## BEGIN Provided text

The example you give doesn't quite rise to the requirements of the answer I
am going to give because there are simple ways to do the manipulation.
Nevertheless, I am going to take the question as a generic question on how
one can manipulate expressions to the precise form that one may want. The
trouble with Simplify and FullSimplify is that although they are very
powerful and often give one a useful form, they are still a little beyond
the control of the user.

One can often control simplifications and manipulations much easier by
working on only parts of expressions. So one could use MapAt to work on only
a subpart of an expression. But Mathematica has a missing feature here.
Sometimes one might want to work on only a subset of level parts, especially
level parts of a sum or product. There is no routine to do that. One could
write replacement rules for this, but if the expressions are long this can
be time consuming.

The following routines, MapLevelParts and MapLevelPatterns, are part of the
Tensorial tensor calculus package. I have found them very useful in
manipulating complex expressions.

MapLevelParts::usage =
    "MapLevelParts[function, {topposition, levelpositions}][expr] will map \
the function onto the selected level positions in an expression. \
Levelpositions is a list of the selected parts. The function is applied to \
them as a group and they are replaced with a single new expression. Other \
parts not specified in levelpositions are left unchanged.\nExample:\na + b +
\
c + d + e // MapLevelParts[f, {{2,4,5}}] -> a + c + f[b + d + e]";
MapLevelParts[func_,
      part : {toppart___Integer?Positive,
          subp : {_Integer?Positive, eprest__Integer?Positive}}][expr_] :=
  Module[{work, subparts, npos, null, i, nnull = Length[{eprest}]},
    work = func@Part[expr, Sequence @@ part];
    subparts = Thread[{toppart, subp}];
    newparts = {work, Table[null[i], {i, 1, nnull}]} // Flatten;
    npos = Partition[Range[nnull + 1], 1];
    ReplacePart[expr, newparts, subparts, npos] /. null[_] -> Sequence[]
    ]

MapLevelPatterns::usage =
    "MapLevelPatterns[function, {topposition, {pattern}}][expr] will map the
\
function onto the selected level positions at topposition that match the \
pattern in an expression. The function is applied to these positions as a \
group and they are replaced with a single new expression. Other parts not \
specified in the level are left unchanged.\nExample:\nf[1] + f[2] + f[3] + \
f[4] // MapLevelPatterns[g, {{f[_?EvenQ]}}] -> f[1] + f[3] + g[f[2] +
f[4]]";
MapLevelPatterns::nomatch = "There were no matches for `` in ``";
MapLevelPatterns[func_, {toppart___Integer?Positive, {pattern_}}][expr_] :=
  Module[{work, levelpos},
    work = Part[expr, toppart];
    levelpos = Flatten@Position[work, pattern, {1}];
    If[Length[levelpos] == 0,
      Message[MapLevelPatterns::nomatch, pattern, work]; expr,
      expr // MapLevelParts[func, {toppart, levelpos}]]]

Let's try your expression. Simplify did not give the desired form,
FullSimplify did. One could also use collect.

## END Provided text

◆ Written exercise A: In the Mathematica forum answer, which package are MapLevelParts and MapLevelPatterns said to be part of?

## BEGIN Supplied material

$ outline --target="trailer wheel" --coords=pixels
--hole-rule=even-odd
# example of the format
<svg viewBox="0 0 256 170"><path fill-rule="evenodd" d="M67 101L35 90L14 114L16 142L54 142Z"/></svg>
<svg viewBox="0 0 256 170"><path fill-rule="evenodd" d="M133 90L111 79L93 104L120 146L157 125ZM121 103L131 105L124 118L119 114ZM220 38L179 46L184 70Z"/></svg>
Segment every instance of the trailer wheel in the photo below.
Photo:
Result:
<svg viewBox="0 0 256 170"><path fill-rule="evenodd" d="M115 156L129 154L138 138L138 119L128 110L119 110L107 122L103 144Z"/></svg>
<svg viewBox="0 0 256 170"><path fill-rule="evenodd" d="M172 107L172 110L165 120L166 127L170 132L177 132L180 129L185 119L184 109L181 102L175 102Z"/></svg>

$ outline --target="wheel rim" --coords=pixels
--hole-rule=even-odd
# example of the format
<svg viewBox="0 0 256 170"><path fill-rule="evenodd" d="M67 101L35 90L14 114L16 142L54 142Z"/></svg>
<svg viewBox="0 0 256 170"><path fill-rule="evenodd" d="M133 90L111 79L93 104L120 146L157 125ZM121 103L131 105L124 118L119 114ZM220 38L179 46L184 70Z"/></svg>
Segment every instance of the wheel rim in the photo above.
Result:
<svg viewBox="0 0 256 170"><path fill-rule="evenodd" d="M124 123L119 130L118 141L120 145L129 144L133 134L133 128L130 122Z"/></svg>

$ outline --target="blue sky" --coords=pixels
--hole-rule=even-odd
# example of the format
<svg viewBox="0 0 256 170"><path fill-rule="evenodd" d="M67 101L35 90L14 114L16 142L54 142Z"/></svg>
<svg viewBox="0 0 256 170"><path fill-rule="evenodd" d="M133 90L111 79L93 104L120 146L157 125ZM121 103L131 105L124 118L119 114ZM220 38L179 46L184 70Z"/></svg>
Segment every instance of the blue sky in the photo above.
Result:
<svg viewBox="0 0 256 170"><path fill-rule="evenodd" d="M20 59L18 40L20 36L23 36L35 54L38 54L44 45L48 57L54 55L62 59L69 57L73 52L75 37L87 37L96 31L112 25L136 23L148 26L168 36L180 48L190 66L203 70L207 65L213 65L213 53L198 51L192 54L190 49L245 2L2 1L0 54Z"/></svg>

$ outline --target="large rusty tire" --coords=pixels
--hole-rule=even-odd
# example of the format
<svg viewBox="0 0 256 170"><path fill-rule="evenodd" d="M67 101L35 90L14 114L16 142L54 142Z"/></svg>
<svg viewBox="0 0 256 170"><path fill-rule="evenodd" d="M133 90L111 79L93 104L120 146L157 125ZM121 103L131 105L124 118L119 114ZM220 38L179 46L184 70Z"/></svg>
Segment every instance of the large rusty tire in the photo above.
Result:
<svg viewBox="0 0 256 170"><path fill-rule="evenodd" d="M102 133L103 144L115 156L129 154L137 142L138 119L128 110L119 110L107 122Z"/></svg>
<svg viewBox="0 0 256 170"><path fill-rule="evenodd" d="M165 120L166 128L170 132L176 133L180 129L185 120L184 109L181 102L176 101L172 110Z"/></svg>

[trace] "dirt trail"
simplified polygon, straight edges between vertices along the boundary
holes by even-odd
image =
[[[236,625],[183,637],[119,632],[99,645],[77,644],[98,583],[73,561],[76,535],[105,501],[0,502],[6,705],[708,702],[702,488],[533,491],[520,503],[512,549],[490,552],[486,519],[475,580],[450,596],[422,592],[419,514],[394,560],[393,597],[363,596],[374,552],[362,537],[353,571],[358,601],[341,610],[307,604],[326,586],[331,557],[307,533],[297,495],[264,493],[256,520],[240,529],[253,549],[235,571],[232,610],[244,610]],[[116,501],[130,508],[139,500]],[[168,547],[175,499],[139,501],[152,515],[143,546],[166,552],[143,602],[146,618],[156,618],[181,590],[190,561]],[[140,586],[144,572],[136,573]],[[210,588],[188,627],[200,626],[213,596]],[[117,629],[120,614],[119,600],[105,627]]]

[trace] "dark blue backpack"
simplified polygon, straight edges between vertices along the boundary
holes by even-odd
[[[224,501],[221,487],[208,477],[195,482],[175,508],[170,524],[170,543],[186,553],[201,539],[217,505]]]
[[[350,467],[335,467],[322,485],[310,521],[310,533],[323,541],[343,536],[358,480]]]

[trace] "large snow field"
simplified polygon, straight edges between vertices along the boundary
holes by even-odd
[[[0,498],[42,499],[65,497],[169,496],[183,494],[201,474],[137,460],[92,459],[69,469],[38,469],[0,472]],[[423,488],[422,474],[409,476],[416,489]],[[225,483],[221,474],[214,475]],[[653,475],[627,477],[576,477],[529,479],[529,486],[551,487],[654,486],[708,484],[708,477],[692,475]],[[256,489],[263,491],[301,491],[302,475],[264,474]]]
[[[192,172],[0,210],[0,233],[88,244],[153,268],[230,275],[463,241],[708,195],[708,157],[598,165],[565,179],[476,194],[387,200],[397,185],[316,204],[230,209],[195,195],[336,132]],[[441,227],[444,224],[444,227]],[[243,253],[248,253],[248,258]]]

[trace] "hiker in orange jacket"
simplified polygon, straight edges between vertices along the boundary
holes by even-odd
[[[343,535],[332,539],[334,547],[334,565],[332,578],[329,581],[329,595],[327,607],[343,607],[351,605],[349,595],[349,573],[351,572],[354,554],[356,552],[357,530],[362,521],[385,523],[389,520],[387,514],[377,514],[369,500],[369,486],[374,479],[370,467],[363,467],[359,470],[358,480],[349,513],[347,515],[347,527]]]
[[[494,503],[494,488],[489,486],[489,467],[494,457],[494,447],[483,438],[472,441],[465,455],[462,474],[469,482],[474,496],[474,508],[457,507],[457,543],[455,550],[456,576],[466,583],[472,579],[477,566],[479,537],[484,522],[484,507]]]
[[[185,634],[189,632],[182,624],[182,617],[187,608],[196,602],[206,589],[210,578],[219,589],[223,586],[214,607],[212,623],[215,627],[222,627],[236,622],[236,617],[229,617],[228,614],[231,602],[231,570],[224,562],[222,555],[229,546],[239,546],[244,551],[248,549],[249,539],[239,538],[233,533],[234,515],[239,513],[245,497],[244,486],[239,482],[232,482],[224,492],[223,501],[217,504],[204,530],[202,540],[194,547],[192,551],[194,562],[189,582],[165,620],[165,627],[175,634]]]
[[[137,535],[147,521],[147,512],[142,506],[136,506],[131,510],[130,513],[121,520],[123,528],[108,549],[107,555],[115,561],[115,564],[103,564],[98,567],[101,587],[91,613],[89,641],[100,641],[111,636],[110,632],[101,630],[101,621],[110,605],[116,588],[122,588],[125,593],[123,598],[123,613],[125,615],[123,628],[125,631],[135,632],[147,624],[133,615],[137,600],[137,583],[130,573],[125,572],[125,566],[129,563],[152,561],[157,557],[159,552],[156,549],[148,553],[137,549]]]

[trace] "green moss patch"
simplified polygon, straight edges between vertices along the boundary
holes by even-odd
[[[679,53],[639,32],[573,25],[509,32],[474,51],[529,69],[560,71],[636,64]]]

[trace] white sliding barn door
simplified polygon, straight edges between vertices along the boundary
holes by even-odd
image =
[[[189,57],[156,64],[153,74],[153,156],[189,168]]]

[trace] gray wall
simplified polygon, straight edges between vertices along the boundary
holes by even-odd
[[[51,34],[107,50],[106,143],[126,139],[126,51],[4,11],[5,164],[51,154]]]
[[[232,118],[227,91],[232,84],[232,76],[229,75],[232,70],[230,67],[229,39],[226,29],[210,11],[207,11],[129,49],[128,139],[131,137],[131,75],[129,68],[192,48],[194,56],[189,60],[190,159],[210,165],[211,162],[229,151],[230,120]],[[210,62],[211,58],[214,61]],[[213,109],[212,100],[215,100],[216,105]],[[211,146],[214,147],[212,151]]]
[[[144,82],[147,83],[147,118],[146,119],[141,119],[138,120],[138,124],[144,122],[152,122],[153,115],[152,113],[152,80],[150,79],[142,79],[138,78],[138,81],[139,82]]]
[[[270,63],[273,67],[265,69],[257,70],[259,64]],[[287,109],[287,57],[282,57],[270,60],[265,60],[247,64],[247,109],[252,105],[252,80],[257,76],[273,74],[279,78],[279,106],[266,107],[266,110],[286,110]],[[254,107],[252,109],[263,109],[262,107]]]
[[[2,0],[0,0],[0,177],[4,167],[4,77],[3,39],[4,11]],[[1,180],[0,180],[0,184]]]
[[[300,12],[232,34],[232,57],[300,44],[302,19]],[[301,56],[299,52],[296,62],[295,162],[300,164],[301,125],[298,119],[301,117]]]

## END Supplied material

◆ Written exercise B: Format the rows as a Markdown table with the columns Number and Line, leaving out blank lines. Start at the first line of the rows and end at the line that contains "123L119 130L118 141L120".

◆ Written answer A: The Tensorial tensor calculus package.

◆ Written answer B:
| Number | Line |
|---|---|
| 1 | $ outline --target="trailer wheel" --coords=pixels |
| 2 | --hole-rule=even-odd |
| 3 | # example of the format |
| 4 | <svg viewBox="0 0 256 170"><path fill-rule="evenodd" d="M67 101L35 90L14 114L16 142L54 142Z"/></svg> |
| 5 | <svg viewBox="0 0 256 170"><path fill-rule="evenodd" d="M133 90L111 79L93 104L120 146L157 125ZM121 103L131 105L124 118L119 114ZM220 38L179 46L184 70Z"/></svg> |
| 6 | Segment every instance of the trailer wheel in the photo below. |
| 7 | Photo: |
| 8 | Result: |
| 9 | <svg viewBox="0 0 256 170"><path fill-rule="evenodd" d="M115 156L129 154L138 138L138 119L128 110L119 110L107 122L103 144Z"/></svg> |
| 10 | <svg viewBox="0 0 256 170"><path fill-rule="evenodd" d="M172 107L172 110L165 120L166 127L170 132L177 132L180 129L185 119L184 109L181 102L175 102Z"/></svg> |
| 11 | $ outline --target="wheel rim" --coords=pixels |
| 12 | --hole-rule=even-odd |
| 13 | # example of the format |
| 14 | <svg viewBox="0 0 256 170"><path fill-rule="evenodd" d="M67 101L35 90L14 114L16 142L54 142Z"/></svg> |
| 15 | <svg viewBox="0 0 256 170"><path fill-rule="evenodd" d="M133 90L111 79L93 104L120 146L157 125ZM121 103L131 105L124 118L119 114ZM220 38L179 46L184 70Z"/></svg> |
| 16 | Segment every instance of the wheel rim in the photo above. |
| 17 | Result: |
| 18 | <svg viewBox="0 0 256 170"><path fill-rule="evenodd" d="M124 123L119 130L118 141L120 145L129 144L133 134L133 128L130 122Z"/></svg> |